((

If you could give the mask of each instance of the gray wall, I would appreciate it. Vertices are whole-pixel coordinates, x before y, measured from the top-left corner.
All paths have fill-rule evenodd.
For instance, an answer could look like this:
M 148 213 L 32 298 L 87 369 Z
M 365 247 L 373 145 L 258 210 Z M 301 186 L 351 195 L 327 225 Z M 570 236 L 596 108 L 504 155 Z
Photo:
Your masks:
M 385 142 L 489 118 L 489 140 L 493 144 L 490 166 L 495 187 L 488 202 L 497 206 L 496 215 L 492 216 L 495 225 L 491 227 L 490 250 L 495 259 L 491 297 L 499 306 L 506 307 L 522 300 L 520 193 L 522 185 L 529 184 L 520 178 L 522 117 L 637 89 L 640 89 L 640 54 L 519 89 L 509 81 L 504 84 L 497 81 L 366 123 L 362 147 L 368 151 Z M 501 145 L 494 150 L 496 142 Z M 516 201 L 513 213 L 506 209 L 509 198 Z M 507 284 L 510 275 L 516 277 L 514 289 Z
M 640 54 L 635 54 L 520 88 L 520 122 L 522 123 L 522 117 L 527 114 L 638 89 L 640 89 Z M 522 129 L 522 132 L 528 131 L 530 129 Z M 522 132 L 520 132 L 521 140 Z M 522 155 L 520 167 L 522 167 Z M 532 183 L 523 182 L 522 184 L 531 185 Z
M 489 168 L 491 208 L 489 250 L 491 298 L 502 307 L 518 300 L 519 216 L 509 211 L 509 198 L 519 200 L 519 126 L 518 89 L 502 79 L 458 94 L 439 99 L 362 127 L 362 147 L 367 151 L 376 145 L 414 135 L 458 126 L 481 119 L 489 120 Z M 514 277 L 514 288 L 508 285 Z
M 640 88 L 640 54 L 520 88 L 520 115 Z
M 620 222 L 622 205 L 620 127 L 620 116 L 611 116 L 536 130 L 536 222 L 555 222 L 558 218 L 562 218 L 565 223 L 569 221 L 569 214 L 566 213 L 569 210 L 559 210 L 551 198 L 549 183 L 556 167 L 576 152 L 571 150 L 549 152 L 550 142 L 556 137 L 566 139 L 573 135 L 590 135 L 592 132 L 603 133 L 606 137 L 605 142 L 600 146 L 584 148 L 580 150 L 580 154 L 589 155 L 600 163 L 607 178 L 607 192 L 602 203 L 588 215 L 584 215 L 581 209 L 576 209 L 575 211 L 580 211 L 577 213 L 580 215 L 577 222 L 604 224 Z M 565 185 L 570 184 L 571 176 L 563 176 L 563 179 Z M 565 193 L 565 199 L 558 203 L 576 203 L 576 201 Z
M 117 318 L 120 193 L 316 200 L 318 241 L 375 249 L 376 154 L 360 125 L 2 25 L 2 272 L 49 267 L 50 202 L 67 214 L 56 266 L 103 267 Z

))

● **Exercise goal**
Each line containing the word "instance" needs to be copied from the data above.

● **Output below**
If you could give the mask of each instance of the gray wall, I would appreciate it. Vertices are whole-pixel coordinates, x before y, measured from the top-left corner.
For instance, an answer could look like this:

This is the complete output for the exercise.